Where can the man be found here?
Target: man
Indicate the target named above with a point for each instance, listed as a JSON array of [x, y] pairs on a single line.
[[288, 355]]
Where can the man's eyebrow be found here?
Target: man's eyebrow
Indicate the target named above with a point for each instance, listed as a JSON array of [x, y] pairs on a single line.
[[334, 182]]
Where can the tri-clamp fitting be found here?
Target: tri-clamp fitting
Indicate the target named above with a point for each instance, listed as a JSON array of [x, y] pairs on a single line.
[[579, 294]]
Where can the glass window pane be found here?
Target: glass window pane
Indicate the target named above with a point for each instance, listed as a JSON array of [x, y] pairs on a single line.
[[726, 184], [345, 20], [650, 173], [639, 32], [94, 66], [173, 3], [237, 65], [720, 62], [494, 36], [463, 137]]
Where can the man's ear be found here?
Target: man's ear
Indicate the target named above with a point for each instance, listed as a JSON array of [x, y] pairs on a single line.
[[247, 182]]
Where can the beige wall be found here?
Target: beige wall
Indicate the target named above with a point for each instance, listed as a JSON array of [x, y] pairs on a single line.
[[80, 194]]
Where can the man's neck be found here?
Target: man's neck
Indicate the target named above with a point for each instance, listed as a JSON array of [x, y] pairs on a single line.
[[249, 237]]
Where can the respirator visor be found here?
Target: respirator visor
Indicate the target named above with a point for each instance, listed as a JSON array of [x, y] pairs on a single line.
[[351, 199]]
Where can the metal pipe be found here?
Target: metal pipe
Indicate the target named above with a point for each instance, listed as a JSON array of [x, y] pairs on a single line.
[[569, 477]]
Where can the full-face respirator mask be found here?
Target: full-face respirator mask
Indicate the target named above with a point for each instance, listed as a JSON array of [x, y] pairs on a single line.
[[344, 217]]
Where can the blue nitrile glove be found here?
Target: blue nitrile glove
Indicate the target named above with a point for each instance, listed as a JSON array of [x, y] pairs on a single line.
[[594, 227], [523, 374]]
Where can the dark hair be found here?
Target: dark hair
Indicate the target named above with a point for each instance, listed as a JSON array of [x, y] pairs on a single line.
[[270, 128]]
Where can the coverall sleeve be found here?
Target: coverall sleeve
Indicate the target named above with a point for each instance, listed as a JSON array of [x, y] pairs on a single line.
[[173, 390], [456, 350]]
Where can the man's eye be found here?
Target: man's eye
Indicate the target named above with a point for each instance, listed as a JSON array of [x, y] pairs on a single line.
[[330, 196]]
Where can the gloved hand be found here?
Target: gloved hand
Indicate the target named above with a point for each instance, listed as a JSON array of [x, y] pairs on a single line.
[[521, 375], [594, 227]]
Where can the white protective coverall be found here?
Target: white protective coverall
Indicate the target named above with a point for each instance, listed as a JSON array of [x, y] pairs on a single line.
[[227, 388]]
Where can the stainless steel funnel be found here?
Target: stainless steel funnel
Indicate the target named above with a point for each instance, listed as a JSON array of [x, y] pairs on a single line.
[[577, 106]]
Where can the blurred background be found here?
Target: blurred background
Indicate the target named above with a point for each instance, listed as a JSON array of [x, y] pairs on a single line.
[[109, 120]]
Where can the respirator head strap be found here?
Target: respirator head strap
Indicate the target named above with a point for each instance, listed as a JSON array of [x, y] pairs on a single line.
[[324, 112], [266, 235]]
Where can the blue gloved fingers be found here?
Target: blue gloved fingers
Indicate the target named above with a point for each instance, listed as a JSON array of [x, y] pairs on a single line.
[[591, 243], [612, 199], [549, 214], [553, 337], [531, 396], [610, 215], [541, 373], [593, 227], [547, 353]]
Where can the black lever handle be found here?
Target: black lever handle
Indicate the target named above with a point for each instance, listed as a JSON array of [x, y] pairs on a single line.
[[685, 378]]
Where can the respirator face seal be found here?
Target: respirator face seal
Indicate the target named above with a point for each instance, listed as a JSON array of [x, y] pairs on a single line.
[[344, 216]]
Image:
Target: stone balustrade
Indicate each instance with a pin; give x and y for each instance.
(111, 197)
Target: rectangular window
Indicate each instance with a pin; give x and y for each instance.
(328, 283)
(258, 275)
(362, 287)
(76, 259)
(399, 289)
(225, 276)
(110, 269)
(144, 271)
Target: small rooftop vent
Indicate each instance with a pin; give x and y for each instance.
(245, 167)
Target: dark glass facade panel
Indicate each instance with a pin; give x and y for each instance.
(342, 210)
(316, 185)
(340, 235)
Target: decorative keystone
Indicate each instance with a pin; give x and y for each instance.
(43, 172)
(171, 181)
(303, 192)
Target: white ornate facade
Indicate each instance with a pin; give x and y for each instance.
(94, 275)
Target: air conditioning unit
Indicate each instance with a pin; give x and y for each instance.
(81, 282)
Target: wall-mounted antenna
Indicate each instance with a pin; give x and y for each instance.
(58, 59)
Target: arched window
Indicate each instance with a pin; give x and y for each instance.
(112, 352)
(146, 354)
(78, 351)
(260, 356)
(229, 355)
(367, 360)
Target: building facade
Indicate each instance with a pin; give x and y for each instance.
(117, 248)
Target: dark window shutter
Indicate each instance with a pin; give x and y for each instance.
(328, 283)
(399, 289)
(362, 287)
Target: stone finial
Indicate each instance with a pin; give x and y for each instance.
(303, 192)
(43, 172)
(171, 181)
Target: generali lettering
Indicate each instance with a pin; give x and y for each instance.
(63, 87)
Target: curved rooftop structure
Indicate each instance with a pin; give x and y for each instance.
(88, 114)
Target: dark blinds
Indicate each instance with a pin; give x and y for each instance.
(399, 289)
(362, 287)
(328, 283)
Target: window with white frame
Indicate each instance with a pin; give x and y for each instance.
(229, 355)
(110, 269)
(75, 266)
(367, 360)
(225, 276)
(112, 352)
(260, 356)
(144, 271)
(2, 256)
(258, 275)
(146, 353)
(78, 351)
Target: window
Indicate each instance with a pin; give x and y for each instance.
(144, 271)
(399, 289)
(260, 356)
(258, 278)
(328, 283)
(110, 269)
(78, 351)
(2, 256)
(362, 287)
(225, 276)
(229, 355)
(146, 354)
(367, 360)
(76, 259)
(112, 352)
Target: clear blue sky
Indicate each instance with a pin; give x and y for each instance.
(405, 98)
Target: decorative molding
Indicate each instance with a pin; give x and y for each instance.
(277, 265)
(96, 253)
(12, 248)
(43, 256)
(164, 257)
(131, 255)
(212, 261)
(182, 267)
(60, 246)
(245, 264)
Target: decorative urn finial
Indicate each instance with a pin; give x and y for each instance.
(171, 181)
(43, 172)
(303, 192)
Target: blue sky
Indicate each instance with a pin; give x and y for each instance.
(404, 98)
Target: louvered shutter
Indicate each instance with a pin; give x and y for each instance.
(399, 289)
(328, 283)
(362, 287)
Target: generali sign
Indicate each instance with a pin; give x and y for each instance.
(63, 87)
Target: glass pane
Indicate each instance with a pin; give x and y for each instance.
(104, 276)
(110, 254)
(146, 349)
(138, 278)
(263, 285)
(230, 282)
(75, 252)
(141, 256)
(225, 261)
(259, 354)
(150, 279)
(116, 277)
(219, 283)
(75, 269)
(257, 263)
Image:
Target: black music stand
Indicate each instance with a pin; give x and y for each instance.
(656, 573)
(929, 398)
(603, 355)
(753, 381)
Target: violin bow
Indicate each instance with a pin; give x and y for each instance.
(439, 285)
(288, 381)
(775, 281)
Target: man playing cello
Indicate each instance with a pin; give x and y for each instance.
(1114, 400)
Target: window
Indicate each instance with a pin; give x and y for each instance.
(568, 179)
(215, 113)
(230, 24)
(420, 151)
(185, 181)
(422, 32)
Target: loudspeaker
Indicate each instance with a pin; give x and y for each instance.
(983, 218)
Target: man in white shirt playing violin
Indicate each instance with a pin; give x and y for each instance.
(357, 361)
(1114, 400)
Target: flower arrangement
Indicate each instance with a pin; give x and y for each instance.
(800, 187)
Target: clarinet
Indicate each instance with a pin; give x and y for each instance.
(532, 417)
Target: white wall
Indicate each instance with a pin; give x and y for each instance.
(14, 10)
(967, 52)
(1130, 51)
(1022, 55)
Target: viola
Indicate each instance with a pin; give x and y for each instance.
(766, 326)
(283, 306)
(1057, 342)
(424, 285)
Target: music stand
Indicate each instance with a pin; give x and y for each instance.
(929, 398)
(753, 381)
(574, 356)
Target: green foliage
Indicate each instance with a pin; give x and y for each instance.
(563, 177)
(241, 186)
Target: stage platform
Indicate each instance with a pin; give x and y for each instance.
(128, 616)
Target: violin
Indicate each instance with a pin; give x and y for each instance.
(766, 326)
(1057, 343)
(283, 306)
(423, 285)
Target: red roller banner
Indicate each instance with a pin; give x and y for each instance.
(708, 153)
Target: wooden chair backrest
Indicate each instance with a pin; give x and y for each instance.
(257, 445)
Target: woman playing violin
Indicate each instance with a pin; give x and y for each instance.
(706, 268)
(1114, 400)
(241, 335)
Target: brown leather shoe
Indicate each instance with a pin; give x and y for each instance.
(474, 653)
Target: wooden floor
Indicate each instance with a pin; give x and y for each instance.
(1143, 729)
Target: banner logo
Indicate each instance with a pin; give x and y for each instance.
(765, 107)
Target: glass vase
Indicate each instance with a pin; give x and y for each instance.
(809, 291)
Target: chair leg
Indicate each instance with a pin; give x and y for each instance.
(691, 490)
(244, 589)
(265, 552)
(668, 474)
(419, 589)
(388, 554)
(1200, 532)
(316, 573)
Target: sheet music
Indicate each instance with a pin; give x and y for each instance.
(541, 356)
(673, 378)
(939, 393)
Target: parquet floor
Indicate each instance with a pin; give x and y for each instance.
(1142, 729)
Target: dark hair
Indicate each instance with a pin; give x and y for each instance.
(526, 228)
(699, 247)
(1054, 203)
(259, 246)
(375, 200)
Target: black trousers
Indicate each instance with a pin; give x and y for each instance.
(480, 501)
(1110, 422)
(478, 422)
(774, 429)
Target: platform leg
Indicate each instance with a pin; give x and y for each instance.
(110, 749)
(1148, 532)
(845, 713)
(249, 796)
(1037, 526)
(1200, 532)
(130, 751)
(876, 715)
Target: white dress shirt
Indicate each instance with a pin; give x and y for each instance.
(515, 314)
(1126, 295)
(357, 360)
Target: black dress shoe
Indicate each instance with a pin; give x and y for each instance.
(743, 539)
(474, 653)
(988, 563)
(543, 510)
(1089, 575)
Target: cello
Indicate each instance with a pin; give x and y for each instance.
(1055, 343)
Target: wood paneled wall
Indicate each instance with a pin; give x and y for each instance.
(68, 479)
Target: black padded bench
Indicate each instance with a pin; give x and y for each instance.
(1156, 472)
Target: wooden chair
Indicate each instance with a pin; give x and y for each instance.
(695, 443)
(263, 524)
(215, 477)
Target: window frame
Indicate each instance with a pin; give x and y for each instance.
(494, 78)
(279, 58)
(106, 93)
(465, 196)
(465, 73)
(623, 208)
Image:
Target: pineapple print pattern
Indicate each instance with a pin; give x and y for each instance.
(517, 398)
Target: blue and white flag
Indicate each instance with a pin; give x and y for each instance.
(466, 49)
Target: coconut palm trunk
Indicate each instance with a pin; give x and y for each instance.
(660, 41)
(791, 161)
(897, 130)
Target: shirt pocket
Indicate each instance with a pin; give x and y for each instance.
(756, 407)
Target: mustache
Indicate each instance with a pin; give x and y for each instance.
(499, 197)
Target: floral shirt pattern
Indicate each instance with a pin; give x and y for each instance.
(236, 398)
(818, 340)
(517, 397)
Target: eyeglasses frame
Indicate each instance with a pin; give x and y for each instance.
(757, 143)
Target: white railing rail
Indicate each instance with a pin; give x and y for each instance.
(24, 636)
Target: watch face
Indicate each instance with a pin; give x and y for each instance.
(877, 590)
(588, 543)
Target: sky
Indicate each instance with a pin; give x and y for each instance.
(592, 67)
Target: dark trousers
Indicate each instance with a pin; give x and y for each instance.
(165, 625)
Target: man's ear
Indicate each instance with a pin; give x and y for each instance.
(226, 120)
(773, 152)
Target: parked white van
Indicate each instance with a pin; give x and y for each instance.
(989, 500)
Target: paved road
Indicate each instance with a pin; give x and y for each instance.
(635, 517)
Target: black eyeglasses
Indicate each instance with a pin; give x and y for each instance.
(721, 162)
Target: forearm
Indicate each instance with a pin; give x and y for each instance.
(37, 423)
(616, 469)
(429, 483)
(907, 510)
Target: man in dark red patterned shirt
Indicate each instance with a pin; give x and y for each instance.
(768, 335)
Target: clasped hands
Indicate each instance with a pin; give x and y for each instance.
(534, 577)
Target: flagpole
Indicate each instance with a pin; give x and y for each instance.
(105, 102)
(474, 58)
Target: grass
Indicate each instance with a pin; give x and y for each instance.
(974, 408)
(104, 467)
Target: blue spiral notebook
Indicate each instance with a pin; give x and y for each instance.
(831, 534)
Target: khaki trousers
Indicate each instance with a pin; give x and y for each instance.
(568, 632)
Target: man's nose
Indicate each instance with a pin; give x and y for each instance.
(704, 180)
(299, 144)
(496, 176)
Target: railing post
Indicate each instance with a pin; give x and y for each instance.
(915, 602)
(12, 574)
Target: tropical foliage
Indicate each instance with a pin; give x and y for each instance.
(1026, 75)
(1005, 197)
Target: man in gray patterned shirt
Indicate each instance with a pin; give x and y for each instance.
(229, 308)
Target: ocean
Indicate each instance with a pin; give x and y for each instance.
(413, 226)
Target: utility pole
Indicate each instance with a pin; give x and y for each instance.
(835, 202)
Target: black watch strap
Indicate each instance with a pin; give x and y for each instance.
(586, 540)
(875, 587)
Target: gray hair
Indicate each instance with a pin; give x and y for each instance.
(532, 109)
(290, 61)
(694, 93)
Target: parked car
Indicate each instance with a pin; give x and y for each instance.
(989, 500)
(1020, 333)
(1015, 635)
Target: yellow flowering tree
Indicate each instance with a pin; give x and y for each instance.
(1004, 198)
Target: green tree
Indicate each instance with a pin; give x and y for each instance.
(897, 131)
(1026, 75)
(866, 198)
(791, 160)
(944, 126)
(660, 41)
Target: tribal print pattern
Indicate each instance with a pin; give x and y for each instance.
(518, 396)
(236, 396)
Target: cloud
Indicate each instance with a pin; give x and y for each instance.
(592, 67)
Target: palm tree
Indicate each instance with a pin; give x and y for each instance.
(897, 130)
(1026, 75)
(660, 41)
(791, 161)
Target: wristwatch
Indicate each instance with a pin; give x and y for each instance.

■ What is being asked ■
Out of the data above, transcribe exactly and only the lines starting with the line that has "Target: pineapple print pattern" and going on through the line that has "Target: eyeglasses frame", both included.

■ Answer to this problem ■
Target: pineapple print pattern
Indicate each instance with a pin; give x and y for each instance.
(517, 398)
Target: blue and white flag
Indicate each instance with a pin; give x and y for each instance.
(466, 49)
Target: coconut palm trunk
Indicate each instance with a pin; give x and y for each instance.
(660, 41)
(791, 161)
(897, 130)
Target: shirt pocket
Indicate each instance with a pin; give x and y for each instance.
(756, 407)
Target: mustache
Indicate each instance with a pin; give x and y for each instance.
(499, 197)
Target: floral shirt pattern
Indicate each instance with a pin; give x and y for each instance.
(236, 398)
(818, 340)
(517, 397)
Target: eyeglasses frame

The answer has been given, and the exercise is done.